## TASK REQUIREMENTS
Every entry must be transcribed exactly as written.

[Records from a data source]
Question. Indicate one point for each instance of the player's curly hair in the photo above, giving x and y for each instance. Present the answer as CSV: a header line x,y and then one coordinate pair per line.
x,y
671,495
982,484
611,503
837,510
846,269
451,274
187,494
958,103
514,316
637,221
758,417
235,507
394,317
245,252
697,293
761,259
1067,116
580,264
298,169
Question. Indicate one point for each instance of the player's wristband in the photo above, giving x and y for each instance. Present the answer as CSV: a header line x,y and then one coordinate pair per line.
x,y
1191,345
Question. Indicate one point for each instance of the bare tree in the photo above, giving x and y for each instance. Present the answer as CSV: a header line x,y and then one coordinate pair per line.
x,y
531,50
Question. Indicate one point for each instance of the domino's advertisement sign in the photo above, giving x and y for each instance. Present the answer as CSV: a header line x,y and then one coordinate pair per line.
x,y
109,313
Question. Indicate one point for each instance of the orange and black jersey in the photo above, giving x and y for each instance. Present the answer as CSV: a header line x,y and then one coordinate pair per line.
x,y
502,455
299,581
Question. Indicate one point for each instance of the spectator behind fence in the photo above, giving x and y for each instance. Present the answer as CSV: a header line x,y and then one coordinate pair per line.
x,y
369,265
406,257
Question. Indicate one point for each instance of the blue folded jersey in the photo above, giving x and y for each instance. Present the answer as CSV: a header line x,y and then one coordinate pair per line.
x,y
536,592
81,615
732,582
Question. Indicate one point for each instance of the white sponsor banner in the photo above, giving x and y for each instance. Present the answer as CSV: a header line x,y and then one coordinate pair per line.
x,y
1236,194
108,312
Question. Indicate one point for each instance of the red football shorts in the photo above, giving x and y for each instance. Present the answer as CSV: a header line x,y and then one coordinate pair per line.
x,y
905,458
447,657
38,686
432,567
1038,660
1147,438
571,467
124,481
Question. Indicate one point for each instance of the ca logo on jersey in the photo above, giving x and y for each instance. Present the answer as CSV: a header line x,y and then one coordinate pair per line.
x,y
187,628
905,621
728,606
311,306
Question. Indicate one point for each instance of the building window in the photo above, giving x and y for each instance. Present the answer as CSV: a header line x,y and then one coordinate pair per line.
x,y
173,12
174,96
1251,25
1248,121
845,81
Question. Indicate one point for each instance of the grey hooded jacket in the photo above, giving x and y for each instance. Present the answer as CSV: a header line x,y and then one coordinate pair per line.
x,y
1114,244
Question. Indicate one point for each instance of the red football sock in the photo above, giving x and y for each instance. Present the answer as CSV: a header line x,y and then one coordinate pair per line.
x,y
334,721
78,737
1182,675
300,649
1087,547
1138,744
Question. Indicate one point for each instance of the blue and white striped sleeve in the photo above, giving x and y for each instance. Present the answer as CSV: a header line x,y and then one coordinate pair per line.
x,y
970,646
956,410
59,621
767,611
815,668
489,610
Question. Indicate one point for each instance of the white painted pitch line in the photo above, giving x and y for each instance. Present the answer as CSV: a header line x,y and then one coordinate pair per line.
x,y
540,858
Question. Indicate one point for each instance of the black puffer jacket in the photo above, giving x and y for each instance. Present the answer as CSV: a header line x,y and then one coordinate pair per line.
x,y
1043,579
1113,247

## EXERCISE OUTPUT
Question. Indicate one point for each instance of the player's curly hair in the photo above, giving x and y for each instance. Present the answer as CSV: a header line x,y and then one coordinate pair per line.
x,y
671,495
982,484
611,503
837,510
846,269
451,274
187,494
958,103
514,316
637,221
758,417
235,507
394,317
245,252
697,293
761,259
1067,116
580,264
298,169
Question. Indicate one point for each instance of the player's wristband in the photo above, giving x and y for each instance. Present the answer as CSV: a header line x,y and then one coordinate pair per line.
x,y
1191,345
Question. Indicate one point for each instance of the bare tree in the photo above, giving x and y for each instance. Present the answer as CSV: a header line x,y and then one coordinate pair per line.
x,y
531,50
Question. Indicate one point for each instance of the domino's advertisement sign in the photo above, giving x and y for each instance. Present the answer as CSV: a header line x,y and then one coordinate pair per line.
x,y
109,313
Question. Indicate one point for each instance of the orange and black jersey in the photo above, giving x and y for each instance. Present the answer as CSV: a header line x,y and then one coordinate pair per line.
x,y
502,455
299,581
Question. Indicate one point for each instance of the spectator behind fence in the photo above, giving x and y for each instance. Present the answer as CSV: a header line x,y and then one coordinate pair per line.
x,y
369,265
406,257
Question. Indicate one point for each instance of the blue folded jersey in the photo above, giving x and y for each instance. Present the answer as CSV: a header line x,y and then one coordinate pair per line.
x,y
536,592
81,615
732,582
Question. Indicate one point for each instance of the white sponsor banner in the photo above, giving x and y for each instance. Present the answer as CSV: a header line x,y and then one coordinate pair per line.
x,y
1236,194
108,312
Question. Indicate one point for each instance of the red football shorts in the photo above, giving x and y for each instance. Present the answer as CSV: a header line x,y and then one coordinate pair per line.
x,y
905,458
447,657
38,686
432,567
1038,660
1147,438
571,467
124,481
Question. Indicate one point for each instance of the ca logo on jersey in the photo above, giving x and y for each instance. Present the answer as CSV: a header line x,y and then one coordinate pair per line.
x,y
187,628
905,621
728,606
311,306
Question. Indicate one point for each instance of the building window in the photo above, giving x and y for each instance. Present the answer as CSV: a header line x,y and then one coordinate pair per line.
x,y
173,12
174,96
1251,25
1248,121
845,81
Question. Indicate one point for each instance of the grey hooded jacket in the photo above, giving x and y for each instance. Present the answer as CSV: a header line x,y and then one coordinate pair per line.
x,y
1114,244
Question. Indicate one point for each instance of the red football sock in the photo above, giving x and y for each instance. Present the answer as CSV: a header line x,y and then one coordinate pair per line.
x,y
334,721
78,737
1182,675
300,649
1087,547
1138,744
Question. Indicate one point for each instance of the blue and white striped sleeve in the photo above, giving x and y for each instance. Present the answer as CSV: a header line x,y and then one coordinate pair per line.
x,y
970,646
956,410
59,621
767,611
815,668
489,610
Question. Indicate one point for each instance of the white painted pitch line in the photo above, giving x and y for each instance. Present the answer as CSV: a header line x,y and then one coordinate pair per line.
x,y
540,858
Question. Indicate one point for each instance of the black puffer jacket in the photo above, giving x and y for each instance. Present the answer as CSV: a header line x,y and then one coordinate pair per line.
x,y
1043,579
1113,247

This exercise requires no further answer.